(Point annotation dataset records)

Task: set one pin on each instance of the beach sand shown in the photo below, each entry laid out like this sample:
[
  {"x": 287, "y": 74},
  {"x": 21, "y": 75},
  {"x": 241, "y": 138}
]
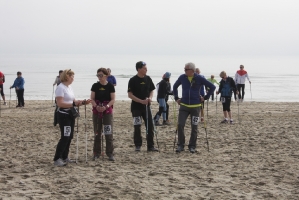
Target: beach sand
[{"x": 255, "y": 158}]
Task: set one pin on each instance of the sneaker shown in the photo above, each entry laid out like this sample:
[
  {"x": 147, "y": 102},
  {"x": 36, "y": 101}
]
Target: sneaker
[
  {"x": 137, "y": 148},
  {"x": 157, "y": 123},
  {"x": 166, "y": 122},
  {"x": 95, "y": 156},
  {"x": 59, "y": 163},
  {"x": 152, "y": 149},
  {"x": 179, "y": 149},
  {"x": 67, "y": 160},
  {"x": 224, "y": 121},
  {"x": 192, "y": 150},
  {"x": 111, "y": 158}
]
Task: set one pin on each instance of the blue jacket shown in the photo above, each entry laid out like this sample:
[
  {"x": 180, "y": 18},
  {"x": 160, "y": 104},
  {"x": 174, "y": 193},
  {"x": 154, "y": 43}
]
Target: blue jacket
[
  {"x": 191, "y": 91},
  {"x": 19, "y": 82}
]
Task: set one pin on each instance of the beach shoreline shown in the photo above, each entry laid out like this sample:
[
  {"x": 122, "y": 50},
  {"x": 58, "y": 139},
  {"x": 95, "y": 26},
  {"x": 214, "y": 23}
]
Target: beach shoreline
[{"x": 255, "y": 158}]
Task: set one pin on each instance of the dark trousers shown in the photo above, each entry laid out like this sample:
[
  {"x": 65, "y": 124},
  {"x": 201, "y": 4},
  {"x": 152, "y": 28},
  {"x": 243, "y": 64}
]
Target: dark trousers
[
  {"x": 66, "y": 125},
  {"x": 241, "y": 87},
  {"x": 103, "y": 126},
  {"x": 20, "y": 94},
  {"x": 148, "y": 121}
]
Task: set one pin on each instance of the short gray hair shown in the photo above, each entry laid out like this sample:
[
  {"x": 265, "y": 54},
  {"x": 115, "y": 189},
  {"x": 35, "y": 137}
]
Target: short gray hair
[{"x": 190, "y": 66}]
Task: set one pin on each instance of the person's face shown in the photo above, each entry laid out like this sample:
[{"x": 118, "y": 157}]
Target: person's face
[
  {"x": 143, "y": 70},
  {"x": 101, "y": 76},
  {"x": 188, "y": 71}
]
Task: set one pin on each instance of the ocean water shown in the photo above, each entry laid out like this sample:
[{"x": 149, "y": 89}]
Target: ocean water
[{"x": 273, "y": 78}]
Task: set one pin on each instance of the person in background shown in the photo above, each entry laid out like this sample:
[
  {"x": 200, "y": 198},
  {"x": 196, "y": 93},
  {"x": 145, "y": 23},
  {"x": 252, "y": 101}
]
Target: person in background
[
  {"x": 163, "y": 90},
  {"x": 2, "y": 80},
  {"x": 190, "y": 104},
  {"x": 102, "y": 99},
  {"x": 212, "y": 80},
  {"x": 226, "y": 88},
  {"x": 65, "y": 99},
  {"x": 111, "y": 79},
  {"x": 141, "y": 90},
  {"x": 202, "y": 93},
  {"x": 57, "y": 79},
  {"x": 19, "y": 85},
  {"x": 240, "y": 79}
]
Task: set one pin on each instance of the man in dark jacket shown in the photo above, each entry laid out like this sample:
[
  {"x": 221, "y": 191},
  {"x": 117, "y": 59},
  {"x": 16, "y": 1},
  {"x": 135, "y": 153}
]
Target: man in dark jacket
[{"x": 190, "y": 103}]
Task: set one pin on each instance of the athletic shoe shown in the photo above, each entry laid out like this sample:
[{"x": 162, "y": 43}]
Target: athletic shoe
[
  {"x": 224, "y": 121},
  {"x": 152, "y": 149},
  {"x": 137, "y": 148},
  {"x": 67, "y": 160},
  {"x": 166, "y": 122},
  {"x": 157, "y": 123},
  {"x": 192, "y": 150},
  {"x": 111, "y": 158},
  {"x": 59, "y": 163},
  {"x": 179, "y": 149},
  {"x": 95, "y": 156}
]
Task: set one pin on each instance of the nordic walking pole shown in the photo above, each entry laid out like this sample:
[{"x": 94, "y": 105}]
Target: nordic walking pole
[
  {"x": 155, "y": 130},
  {"x": 175, "y": 119},
  {"x": 77, "y": 143},
  {"x": 85, "y": 132},
  {"x": 250, "y": 92},
  {"x": 205, "y": 126},
  {"x": 9, "y": 96}
]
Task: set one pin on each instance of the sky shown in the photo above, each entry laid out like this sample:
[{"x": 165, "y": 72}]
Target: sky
[{"x": 154, "y": 27}]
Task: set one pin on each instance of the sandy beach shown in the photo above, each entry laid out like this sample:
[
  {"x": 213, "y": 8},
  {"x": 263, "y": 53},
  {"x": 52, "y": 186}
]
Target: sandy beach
[{"x": 255, "y": 158}]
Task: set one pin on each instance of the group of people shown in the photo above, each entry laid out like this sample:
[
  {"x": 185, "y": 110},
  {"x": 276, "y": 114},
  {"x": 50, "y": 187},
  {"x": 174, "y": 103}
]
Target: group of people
[
  {"x": 140, "y": 91},
  {"x": 18, "y": 85}
]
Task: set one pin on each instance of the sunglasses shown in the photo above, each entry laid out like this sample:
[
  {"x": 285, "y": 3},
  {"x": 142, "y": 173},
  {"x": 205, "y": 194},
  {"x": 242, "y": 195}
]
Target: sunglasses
[{"x": 100, "y": 75}]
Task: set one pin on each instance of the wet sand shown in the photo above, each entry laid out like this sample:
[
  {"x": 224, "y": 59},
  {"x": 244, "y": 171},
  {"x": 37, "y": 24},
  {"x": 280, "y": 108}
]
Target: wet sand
[{"x": 255, "y": 158}]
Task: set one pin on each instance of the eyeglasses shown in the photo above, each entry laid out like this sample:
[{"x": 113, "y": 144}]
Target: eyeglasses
[{"x": 100, "y": 75}]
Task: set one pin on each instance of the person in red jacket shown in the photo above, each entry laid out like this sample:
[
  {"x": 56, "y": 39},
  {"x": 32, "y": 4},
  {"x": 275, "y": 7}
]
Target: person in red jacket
[{"x": 2, "y": 80}]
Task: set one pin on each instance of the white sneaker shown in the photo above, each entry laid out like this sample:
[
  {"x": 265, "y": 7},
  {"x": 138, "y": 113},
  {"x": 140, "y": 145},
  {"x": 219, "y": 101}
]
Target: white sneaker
[
  {"x": 59, "y": 163},
  {"x": 68, "y": 161}
]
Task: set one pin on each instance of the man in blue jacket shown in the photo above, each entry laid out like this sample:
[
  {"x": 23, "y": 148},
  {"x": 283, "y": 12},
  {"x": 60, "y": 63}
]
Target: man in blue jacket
[{"x": 190, "y": 103}]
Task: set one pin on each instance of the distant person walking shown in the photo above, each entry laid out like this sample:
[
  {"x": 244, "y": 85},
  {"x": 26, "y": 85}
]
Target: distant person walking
[
  {"x": 56, "y": 82},
  {"x": 163, "y": 90},
  {"x": 212, "y": 80},
  {"x": 190, "y": 104},
  {"x": 2, "y": 80},
  {"x": 141, "y": 90},
  {"x": 226, "y": 88},
  {"x": 202, "y": 93},
  {"x": 19, "y": 85},
  {"x": 240, "y": 79},
  {"x": 57, "y": 79},
  {"x": 65, "y": 99},
  {"x": 111, "y": 79}
]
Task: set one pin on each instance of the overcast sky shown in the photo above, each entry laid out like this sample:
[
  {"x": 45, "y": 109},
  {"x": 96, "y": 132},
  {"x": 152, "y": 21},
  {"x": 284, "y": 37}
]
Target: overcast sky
[{"x": 163, "y": 27}]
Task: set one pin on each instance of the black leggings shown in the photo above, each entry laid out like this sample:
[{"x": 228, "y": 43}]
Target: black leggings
[
  {"x": 66, "y": 124},
  {"x": 226, "y": 103}
]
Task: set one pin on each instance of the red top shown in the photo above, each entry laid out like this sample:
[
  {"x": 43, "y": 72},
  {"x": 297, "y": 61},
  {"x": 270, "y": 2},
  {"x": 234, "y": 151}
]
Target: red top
[{"x": 1, "y": 76}]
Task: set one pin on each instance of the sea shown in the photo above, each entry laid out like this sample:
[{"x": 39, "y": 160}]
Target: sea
[{"x": 273, "y": 78}]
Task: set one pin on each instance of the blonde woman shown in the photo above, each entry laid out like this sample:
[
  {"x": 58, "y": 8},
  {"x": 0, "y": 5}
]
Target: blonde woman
[{"x": 65, "y": 99}]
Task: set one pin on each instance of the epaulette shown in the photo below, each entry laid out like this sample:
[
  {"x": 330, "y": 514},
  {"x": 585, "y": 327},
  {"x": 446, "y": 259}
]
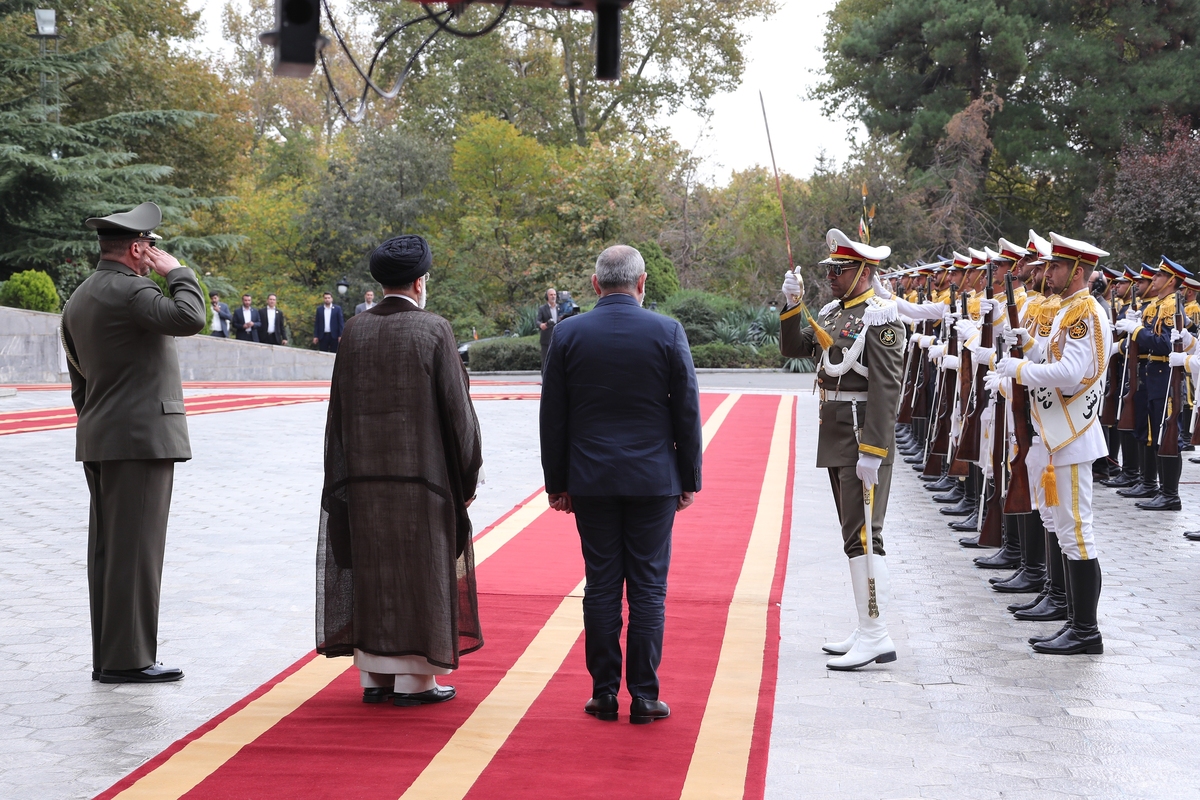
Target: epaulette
[{"x": 880, "y": 312}]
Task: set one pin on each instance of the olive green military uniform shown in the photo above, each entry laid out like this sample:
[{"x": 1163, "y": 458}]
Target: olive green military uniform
[
  {"x": 877, "y": 394},
  {"x": 119, "y": 332}
]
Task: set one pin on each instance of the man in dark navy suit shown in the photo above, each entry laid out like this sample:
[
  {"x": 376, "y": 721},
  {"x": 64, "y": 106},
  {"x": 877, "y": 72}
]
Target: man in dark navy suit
[{"x": 621, "y": 446}]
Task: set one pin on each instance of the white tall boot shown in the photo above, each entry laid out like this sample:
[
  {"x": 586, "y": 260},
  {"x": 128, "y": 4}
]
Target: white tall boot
[{"x": 873, "y": 643}]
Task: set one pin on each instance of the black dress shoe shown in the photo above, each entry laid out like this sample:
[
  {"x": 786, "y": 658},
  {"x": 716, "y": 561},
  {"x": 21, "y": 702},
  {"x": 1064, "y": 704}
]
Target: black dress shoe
[
  {"x": 645, "y": 711},
  {"x": 151, "y": 674},
  {"x": 603, "y": 708},
  {"x": 436, "y": 695},
  {"x": 1121, "y": 481},
  {"x": 376, "y": 693},
  {"x": 1161, "y": 503}
]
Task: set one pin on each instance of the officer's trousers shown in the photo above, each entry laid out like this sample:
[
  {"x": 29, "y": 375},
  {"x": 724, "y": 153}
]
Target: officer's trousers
[
  {"x": 126, "y": 539},
  {"x": 847, "y": 495}
]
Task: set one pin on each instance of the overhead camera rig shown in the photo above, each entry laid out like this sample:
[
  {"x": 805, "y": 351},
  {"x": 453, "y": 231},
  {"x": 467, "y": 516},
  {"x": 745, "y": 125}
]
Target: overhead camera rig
[{"x": 299, "y": 42}]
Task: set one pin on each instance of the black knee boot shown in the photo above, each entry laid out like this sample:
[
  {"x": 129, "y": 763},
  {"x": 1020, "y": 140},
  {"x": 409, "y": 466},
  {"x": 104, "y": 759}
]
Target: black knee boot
[
  {"x": 1053, "y": 605},
  {"x": 1008, "y": 557},
  {"x": 1083, "y": 636},
  {"x": 1168, "y": 498},
  {"x": 1032, "y": 575}
]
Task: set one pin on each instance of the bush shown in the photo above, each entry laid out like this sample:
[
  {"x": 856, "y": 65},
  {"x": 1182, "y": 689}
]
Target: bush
[
  {"x": 30, "y": 289},
  {"x": 661, "y": 280},
  {"x": 699, "y": 312},
  {"x": 719, "y": 355},
  {"x": 505, "y": 354}
]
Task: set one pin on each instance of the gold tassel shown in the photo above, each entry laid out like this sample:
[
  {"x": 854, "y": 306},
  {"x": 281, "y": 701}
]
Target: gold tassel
[
  {"x": 823, "y": 338},
  {"x": 1050, "y": 486}
]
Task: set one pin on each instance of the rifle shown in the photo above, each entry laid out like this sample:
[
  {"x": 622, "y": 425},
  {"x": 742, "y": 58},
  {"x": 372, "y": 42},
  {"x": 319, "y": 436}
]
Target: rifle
[
  {"x": 1169, "y": 435},
  {"x": 1113, "y": 389},
  {"x": 987, "y": 340},
  {"x": 941, "y": 446},
  {"x": 961, "y": 462},
  {"x": 1126, "y": 420},
  {"x": 1018, "y": 500}
]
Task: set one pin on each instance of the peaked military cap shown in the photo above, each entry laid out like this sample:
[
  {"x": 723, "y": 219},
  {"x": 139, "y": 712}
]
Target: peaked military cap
[{"x": 137, "y": 222}]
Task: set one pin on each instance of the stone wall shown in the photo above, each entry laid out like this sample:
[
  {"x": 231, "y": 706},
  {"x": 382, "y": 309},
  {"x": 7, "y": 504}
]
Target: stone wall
[{"x": 31, "y": 353}]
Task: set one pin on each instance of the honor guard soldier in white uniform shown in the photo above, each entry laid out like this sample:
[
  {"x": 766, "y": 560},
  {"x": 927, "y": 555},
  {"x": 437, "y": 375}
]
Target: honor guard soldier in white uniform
[
  {"x": 1066, "y": 376},
  {"x": 861, "y": 343}
]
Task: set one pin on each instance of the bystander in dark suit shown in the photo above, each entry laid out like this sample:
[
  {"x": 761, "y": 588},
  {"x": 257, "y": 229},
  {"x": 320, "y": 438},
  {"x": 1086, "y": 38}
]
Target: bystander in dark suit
[
  {"x": 274, "y": 330},
  {"x": 547, "y": 317},
  {"x": 119, "y": 332},
  {"x": 327, "y": 328},
  {"x": 221, "y": 317},
  {"x": 621, "y": 446},
  {"x": 246, "y": 320}
]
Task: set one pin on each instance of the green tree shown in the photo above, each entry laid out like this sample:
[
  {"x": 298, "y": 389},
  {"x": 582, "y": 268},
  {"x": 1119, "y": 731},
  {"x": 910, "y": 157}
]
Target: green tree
[{"x": 29, "y": 289}]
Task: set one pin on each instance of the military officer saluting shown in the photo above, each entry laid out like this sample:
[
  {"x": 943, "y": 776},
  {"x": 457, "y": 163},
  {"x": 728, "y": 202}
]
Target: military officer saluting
[
  {"x": 118, "y": 330},
  {"x": 861, "y": 343}
]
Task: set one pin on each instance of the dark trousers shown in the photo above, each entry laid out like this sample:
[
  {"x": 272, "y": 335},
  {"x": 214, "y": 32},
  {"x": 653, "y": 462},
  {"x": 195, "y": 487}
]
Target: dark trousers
[
  {"x": 627, "y": 545},
  {"x": 126, "y": 539}
]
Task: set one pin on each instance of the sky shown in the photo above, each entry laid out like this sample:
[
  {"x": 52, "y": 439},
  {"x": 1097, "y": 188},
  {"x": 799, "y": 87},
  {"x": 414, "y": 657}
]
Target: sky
[{"x": 783, "y": 61}]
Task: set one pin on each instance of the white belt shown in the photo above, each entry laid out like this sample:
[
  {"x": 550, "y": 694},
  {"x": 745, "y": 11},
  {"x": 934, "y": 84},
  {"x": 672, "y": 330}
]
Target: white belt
[{"x": 843, "y": 397}]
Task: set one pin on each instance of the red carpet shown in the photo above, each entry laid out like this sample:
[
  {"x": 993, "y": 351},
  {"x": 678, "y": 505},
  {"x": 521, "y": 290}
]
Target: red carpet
[
  {"x": 335, "y": 746},
  {"x": 51, "y": 419}
]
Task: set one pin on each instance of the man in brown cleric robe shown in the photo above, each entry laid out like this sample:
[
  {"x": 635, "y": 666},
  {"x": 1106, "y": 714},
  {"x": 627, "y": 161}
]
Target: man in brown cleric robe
[{"x": 395, "y": 567}]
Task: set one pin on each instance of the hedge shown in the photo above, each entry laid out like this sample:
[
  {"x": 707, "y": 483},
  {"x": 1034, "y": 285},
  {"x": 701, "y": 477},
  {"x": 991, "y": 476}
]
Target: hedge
[
  {"x": 718, "y": 355},
  {"x": 30, "y": 289},
  {"x": 505, "y": 354}
]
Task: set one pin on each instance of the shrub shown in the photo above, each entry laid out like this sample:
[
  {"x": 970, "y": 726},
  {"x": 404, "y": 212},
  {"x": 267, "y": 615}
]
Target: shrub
[
  {"x": 699, "y": 312},
  {"x": 719, "y": 355},
  {"x": 661, "y": 280},
  {"x": 505, "y": 354},
  {"x": 30, "y": 289}
]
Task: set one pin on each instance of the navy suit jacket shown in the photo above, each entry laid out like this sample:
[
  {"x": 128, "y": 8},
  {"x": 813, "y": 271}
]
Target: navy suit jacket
[
  {"x": 619, "y": 404},
  {"x": 335, "y": 322},
  {"x": 239, "y": 319}
]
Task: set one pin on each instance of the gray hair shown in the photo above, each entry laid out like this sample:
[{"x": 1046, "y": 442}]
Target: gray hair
[{"x": 619, "y": 266}]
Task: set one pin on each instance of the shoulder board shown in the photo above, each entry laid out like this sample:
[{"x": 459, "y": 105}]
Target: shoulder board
[{"x": 880, "y": 312}]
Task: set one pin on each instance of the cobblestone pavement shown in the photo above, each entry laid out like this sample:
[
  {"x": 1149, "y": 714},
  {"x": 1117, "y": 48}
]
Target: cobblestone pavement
[{"x": 967, "y": 711}]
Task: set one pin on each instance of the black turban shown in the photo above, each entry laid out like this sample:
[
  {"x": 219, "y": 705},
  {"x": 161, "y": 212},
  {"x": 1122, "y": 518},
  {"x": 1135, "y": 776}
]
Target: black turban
[{"x": 400, "y": 260}]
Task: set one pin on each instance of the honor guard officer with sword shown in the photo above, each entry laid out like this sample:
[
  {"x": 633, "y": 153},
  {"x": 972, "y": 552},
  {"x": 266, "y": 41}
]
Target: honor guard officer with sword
[
  {"x": 861, "y": 342},
  {"x": 119, "y": 332},
  {"x": 1066, "y": 379}
]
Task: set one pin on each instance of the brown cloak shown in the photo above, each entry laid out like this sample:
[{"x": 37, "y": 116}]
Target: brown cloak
[{"x": 395, "y": 566}]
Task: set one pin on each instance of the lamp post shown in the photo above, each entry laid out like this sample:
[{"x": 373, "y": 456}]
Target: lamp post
[{"x": 47, "y": 30}]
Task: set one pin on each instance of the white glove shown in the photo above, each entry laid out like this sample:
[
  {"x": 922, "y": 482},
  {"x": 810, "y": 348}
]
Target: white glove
[
  {"x": 1015, "y": 336},
  {"x": 793, "y": 287},
  {"x": 996, "y": 307},
  {"x": 868, "y": 468},
  {"x": 1007, "y": 367},
  {"x": 1127, "y": 325}
]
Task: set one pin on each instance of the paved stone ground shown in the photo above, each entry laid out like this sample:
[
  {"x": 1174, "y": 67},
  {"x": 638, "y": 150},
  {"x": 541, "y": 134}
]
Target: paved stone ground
[{"x": 967, "y": 711}]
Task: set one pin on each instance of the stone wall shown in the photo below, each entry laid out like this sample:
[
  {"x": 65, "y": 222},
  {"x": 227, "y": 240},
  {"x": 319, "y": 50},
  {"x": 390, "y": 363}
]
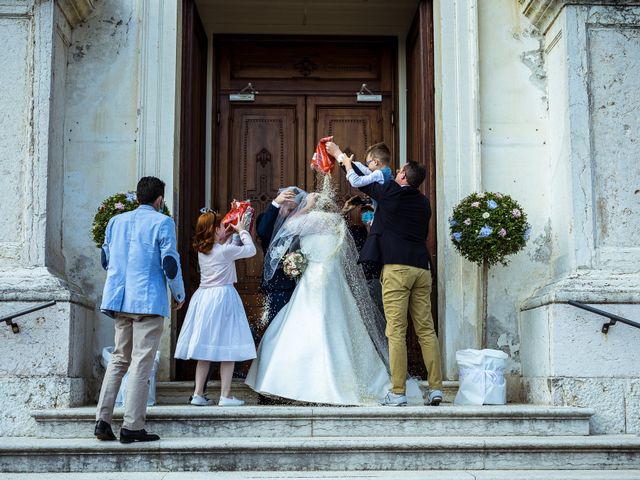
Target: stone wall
[
  {"x": 513, "y": 116},
  {"x": 44, "y": 365},
  {"x": 592, "y": 54},
  {"x": 100, "y": 140}
]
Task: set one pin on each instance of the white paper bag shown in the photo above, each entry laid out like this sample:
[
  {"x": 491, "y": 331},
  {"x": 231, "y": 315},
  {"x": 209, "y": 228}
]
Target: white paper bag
[
  {"x": 107, "y": 352},
  {"x": 482, "y": 379}
]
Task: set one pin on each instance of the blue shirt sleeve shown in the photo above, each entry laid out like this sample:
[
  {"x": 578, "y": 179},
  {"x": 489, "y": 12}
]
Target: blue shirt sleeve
[
  {"x": 171, "y": 259},
  {"x": 104, "y": 254}
]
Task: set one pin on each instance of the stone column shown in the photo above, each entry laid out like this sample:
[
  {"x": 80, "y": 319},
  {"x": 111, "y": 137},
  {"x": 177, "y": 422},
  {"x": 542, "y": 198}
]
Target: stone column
[
  {"x": 43, "y": 365},
  {"x": 458, "y": 170},
  {"x": 592, "y": 55}
]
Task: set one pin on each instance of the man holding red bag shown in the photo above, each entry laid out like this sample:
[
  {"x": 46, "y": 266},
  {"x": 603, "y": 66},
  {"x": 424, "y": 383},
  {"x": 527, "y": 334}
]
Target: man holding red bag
[{"x": 397, "y": 240}]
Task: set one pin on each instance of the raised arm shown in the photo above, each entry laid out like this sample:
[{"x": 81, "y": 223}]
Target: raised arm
[{"x": 363, "y": 180}]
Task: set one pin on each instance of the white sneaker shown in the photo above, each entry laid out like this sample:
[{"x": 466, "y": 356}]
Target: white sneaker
[
  {"x": 201, "y": 401},
  {"x": 394, "y": 400},
  {"x": 230, "y": 402}
]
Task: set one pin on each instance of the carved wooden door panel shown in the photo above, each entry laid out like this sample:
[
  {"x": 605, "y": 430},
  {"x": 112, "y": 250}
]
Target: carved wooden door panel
[
  {"x": 261, "y": 147},
  {"x": 355, "y": 126},
  {"x": 421, "y": 142}
]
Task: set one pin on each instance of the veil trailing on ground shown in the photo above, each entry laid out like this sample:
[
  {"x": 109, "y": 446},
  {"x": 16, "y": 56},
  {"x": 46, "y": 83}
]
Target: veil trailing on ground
[{"x": 317, "y": 213}]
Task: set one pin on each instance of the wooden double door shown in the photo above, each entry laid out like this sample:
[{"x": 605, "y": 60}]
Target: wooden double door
[{"x": 306, "y": 89}]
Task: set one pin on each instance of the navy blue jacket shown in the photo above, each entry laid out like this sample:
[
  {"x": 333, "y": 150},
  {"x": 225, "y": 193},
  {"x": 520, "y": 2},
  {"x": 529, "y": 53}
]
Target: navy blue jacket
[
  {"x": 265, "y": 222},
  {"x": 400, "y": 226}
]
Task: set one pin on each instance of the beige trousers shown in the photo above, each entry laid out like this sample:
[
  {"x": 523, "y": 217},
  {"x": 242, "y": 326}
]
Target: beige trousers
[
  {"x": 137, "y": 340},
  {"x": 407, "y": 289}
]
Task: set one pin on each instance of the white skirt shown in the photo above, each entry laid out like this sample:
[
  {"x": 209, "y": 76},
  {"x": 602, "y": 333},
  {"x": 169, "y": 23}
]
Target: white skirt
[{"x": 216, "y": 327}]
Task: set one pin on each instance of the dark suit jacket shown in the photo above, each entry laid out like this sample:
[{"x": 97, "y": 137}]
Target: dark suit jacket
[
  {"x": 265, "y": 222},
  {"x": 400, "y": 226}
]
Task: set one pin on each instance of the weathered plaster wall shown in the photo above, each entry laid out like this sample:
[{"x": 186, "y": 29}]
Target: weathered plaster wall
[
  {"x": 16, "y": 76},
  {"x": 513, "y": 113},
  {"x": 44, "y": 365},
  {"x": 592, "y": 58},
  {"x": 100, "y": 138},
  {"x": 614, "y": 77}
]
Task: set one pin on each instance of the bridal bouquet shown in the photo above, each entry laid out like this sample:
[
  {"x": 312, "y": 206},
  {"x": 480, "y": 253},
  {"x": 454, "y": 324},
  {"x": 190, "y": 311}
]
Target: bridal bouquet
[
  {"x": 294, "y": 264},
  {"x": 110, "y": 207},
  {"x": 488, "y": 226}
]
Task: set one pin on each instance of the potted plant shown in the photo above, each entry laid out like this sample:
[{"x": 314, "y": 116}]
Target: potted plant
[
  {"x": 111, "y": 206},
  {"x": 486, "y": 228}
]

Short task >>
Exactly reproduce the lines beginning with the one that contains "Task: set one pin on each instance of the dark suit" and ending with the last line of the material, both included. Leave out everything else.

Finished exercise >>
Task: set one pin on each instance of the dark suit jacket shown in the photo above, each entry laid out like this sample:
[{"x": 97, "y": 137}]
Target: dark suit jacket
[
  {"x": 265, "y": 222},
  {"x": 400, "y": 226}
]
Task: set one pin on each instance of the weathered plaster wall shown in the photo above, each entry laid out like this sample:
[{"x": 186, "y": 29}]
Target: weathered plaster wall
[
  {"x": 16, "y": 76},
  {"x": 513, "y": 113},
  {"x": 44, "y": 365},
  {"x": 592, "y": 58},
  {"x": 100, "y": 138},
  {"x": 614, "y": 77}
]
Task: set one pin on each instance of the bridal bouquet shown in the photo above, each entry laid out like this sample:
[
  {"x": 312, "y": 206},
  {"x": 480, "y": 253},
  {"x": 454, "y": 324},
  {"x": 190, "y": 311}
]
Target: bridal bouquet
[
  {"x": 294, "y": 264},
  {"x": 110, "y": 207},
  {"x": 488, "y": 226}
]
Task: set one pin on each instance of the potted plant shown in the photo above, each entry laid out like this sample:
[{"x": 314, "y": 116}]
Target: potted plant
[
  {"x": 111, "y": 206},
  {"x": 486, "y": 228}
]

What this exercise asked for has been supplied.